What is required — Reproduce the following listing line for line, without altering a single character.

Record set —

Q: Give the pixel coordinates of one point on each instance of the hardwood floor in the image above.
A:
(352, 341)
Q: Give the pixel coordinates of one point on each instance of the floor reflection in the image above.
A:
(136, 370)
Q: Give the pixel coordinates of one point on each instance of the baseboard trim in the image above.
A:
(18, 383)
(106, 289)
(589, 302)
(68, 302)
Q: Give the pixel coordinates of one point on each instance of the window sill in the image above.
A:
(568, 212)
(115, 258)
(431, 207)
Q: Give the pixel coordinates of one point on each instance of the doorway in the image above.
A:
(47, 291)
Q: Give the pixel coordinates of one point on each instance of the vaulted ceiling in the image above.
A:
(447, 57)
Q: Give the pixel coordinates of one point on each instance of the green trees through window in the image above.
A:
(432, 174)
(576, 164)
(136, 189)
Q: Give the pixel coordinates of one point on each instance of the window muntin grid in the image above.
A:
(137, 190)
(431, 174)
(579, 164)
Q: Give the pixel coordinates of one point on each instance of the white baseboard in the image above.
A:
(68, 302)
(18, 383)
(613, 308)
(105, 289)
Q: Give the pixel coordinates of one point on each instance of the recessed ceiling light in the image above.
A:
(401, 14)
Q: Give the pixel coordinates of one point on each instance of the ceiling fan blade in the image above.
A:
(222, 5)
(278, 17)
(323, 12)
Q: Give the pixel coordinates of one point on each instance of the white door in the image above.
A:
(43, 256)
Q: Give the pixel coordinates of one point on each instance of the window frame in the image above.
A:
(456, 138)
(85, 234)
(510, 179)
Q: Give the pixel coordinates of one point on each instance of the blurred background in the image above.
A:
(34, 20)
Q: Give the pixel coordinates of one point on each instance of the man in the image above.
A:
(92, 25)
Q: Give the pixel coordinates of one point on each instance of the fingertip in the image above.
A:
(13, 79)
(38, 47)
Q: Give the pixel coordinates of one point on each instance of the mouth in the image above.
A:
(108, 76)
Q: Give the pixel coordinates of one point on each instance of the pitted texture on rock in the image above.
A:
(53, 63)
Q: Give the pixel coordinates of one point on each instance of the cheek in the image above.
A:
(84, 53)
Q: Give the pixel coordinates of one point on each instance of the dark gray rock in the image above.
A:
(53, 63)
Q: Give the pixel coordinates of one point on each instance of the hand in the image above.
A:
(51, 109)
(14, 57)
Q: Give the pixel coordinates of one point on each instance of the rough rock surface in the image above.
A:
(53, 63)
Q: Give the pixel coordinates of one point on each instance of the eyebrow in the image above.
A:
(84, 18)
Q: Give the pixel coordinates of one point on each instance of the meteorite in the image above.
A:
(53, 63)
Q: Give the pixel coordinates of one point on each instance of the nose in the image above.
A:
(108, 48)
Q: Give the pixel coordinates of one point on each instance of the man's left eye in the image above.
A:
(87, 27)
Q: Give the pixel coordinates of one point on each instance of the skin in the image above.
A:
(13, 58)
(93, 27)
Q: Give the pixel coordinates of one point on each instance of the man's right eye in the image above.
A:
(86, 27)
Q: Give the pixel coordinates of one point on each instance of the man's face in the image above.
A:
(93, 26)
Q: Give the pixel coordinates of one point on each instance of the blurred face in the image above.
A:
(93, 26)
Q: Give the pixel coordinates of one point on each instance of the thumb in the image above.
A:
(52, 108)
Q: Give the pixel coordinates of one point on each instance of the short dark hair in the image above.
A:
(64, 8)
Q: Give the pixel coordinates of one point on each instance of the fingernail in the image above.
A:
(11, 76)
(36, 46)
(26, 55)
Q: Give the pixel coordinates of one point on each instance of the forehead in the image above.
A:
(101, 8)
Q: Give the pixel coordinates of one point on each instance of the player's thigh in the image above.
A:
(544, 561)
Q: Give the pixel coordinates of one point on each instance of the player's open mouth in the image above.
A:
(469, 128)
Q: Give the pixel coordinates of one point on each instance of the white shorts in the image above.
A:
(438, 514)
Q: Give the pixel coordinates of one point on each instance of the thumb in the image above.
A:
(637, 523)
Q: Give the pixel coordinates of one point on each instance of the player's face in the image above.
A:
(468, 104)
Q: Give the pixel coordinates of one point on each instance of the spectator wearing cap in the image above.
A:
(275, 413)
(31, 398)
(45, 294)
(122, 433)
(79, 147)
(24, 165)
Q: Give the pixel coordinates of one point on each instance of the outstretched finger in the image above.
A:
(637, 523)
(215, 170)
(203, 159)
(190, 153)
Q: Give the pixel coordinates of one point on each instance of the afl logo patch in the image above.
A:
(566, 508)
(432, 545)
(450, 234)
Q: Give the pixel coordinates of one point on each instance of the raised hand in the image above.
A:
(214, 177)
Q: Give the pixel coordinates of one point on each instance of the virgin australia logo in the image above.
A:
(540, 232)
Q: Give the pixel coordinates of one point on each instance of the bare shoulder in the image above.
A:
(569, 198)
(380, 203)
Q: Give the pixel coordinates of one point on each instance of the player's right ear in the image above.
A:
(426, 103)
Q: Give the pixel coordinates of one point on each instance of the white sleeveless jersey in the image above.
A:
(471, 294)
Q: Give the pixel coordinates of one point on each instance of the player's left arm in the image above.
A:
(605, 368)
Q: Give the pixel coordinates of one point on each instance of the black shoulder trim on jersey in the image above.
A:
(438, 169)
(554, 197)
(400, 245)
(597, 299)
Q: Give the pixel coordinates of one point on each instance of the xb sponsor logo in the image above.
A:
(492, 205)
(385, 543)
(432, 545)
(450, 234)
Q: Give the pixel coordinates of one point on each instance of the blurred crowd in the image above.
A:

Reply to the exercise —
Q: Give the pixel coordinates of one point on each instance of the hardwood floor in the image above.
A:
(352, 341)
Q: Give the pixel coordinates of one point on each instance of the floor reflection in the image above.
A:
(136, 370)
Q: Give the pixel coordinates of one point on each instance of the baseboard trim in the image above.
A:
(18, 383)
(106, 289)
(589, 302)
(68, 302)
Q: Give the pixel coordinates of one point on each instance of the window sill in the image above.
A:
(568, 212)
(115, 258)
(431, 207)
Q: Give the pixel coordinates of one point on each instance of the doorway in the image above.
A:
(47, 291)
Q: Give the pixel coordinates of one point on each instance of the vaulted ceiling in the image above.
A:
(447, 57)
Q: Give the pixel coordinates of one point on each instance of the green trees through window in the image above.
A:
(432, 174)
(576, 164)
(136, 189)
Q: Give the pixel coordinates of one point on each instance of the window muntin grid in the image above.
A:
(137, 190)
(431, 174)
(579, 164)
Q: Give the pixel coordinates of one point on each instance of the white baseboard in the image above.
A:
(68, 302)
(18, 383)
(613, 308)
(105, 289)
Q: Give the pixel coordinates of one point on each instance of the recessed ceiling light in the image above.
A:
(401, 14)
Q: Give the pixel coordinates of one point on each instance of the ceiling fan blade in the image above.
A:
(222, 5)
(278, 17)
(323, 12)
Q: Give the pixel coordinates of one point on each instance of the white door in the image above.
A:
(43, 256)
Q: Give the pixel coordinates of one point on each instance of the window frame in the image above.
A:
(456, 138)
(85, 234)
(510, 179)
Q: Give the pixel coordinates of one point on each instance of the blurred background in the image above.
A:
(34, 20)
Q: Give the pixel coordinates of one point on each instance of the man in the image above.
A:
(92, 25)
Q: Give the pixel coordinates of one point on each instance of the fingertip in the image above.
A:
(13, 79)
(38, 47)
Q: Give the pixel coordinates of one point on each instance of the mouth in the image above.
A:
(108, 76)
Q: Give the pixel coordinates of one point on each instance of the pitted texture on rock in the image above.
A:
(53, 63)
Q: Give the pixel coordinates of one point on each instance of the cheek in the image above.
A:
(84, 53)
Q: Give the pixel coordinates of one point on each instance of the dark gray rock in the image above.
A:
(53, 63)
Q: Give the pixel coordinates of one point on each instance of the hand in the image above.
A:
(51, 109)
(14, 57)
Q: Give the pixel coordinates of one point on each instance of the rough rock surface in the image above.
A:
(53, 63)
Q: Give the pixel coordinates of one point on each instance of the eyebrow in the image above.
A:
(84, 18)
Q: Give the pixel coordinates of one point on each instance of the meteorite in the image above.
A:
(53, 63)
Q: Give the pixel coordinates of one point on each instance of the nose in the image above.
A:
(108, 48)
Q: Give the pixel coordinates of one point on each instance of the man's left eye in the image above.
A:
(87, 27)
Q: Give the pixel coordinates of one point on each instance of the skin in the image above.
A:
(13, 58)
(93, 27)
Q: Give the pixel coordinates of one point on each instance of the man's right eye in the image above.
A:
(86, 27)
Q: Give the pixel coordinates of one point on each instance of the man's face in the image above.
A:
(93, 26)
Q: Give the pixel coordinates of one point on each instance of the blurred face in the image above.
A:
(93, 26)
Q: Give the pixel coordinates of one point on each instance of the thumb in the image above.
A:
(52, 108)
Q: Give the pixel coordinates of one point on each instance of the short dark hair in the image above.
A:
(64, 8)
Q: Give the pixel coordinates of one point on each instance of the fingernail in the image above.
A:
(11, 76)
(36, 46)
(26, 55)
Q: Give the pixel coordinates of one point on each instance of the forehead in the image above.
A:
(101, 8)
Q: Give the pixel coordinates of one point on each instance of the player's thigh in the image above.
A:
(544, 561)
Q: Give the pixel coordinates of one point on each instance of the player's open mouth in the image above.
A:
(469, 128)
Q: Give the pixel coordinates of one point on each instance of the white shorts in the image above.
A:
(438, 514)
Q: Give the pixel coordinates of one point on each instance of the thumb in the image above.
A:
(637, 523)
Q: Give the pixel coordinates of one point on each instance of the player's face in the image above.
A:
(468, 104)
Q: Give the pixel coordinates of one point on each instance of the spectator wearing cap in the image above.
A:
(275, 413)
(31, 398)
(45, 294)
(122, 433)
(79, 147)
(24, 165)
Q: Give the pixel coordinates of one point on each instance of the outstretched finger in the image above.
A:
(637, 523)
(215, 170)
(203, 159)
(190, 153)
Q: Give the pixel coordinates of one point on each instance of the afl logo patch in the image above.
A:
(566, 508)
(432, 545)
(450, 234)
Q: Give the pixel coordinates of one point on each instance of the raised hand in the image above.
A:
(214, 177)
Q: Give the pixel coordinates of one point on each instance of the virgin australia logo in the image above.
A:
(540, 232)
Q: Give the pixel coordinates of one point on each instance of the bare shoulder in the image above.
A:
(569, 198)
(380, 203)
Q: Give the pixel coordinates of one point on each instance of the player's right ear in the image above.
A:
(426, 103)
Q: Give the pixel coordinates of one point on each instance of the white sleeveless jersey in the image above.
A:
(471, 294)
Q: Give the pixel coordinates of one point on each instance of the player's left arm in the image above.
A:
(605, 368)
Q: Give the pixel coordinates of one point on each instance of the black shoulder trim on jersey in the image above.
A:
(438, 169)
(554, 197)
(400, 245)
(597, 299)
Q: Give the pixel coordinates of one point on each instance of the xb sponsor logo in the image above.
A:
(492, 205)
(385, 543)
(432, 545)
(450, 234)
Q: Give the pixel coordinates of one point on each instance of the blurred crowd in the image above.
A:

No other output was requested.